- Directions for this task -
Only the lines from the line holding "Would you mind indicating the dark" through the final line of the entries below are to be returned, exactly as they stand.
════════════════════
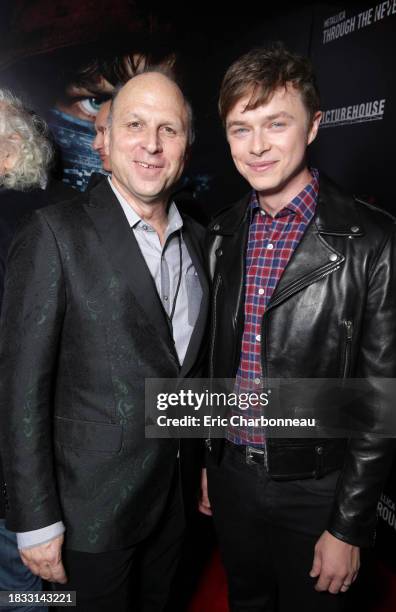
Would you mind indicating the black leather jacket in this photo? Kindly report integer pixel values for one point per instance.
(332, 314)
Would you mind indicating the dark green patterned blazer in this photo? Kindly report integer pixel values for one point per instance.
(82, 327)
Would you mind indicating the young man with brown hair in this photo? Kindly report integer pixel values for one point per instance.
(288, 264)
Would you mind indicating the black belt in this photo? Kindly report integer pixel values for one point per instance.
(292, 462)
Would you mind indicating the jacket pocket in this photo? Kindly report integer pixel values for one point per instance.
(346, 361)
(88, 435)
════════════════════
- Exercise response -
Would you mind indicating the dark green patterned blazer in this photo? Kindly report integer pixel values for one point per instance.
(82, 327)
Would you mind indicating the young man with brown hair in this photo? Kindly report integer pixel values for one point per instance.
(288, 264)
Would you mind indicating the black belt in this photo? Kindly report integer pixel values for one point per instance.
(292, 462)
Would you mind indicating the jacket pocket in this photo? Kindly report integer pixel values for one point per instance.
(346, 361)
(88, 435)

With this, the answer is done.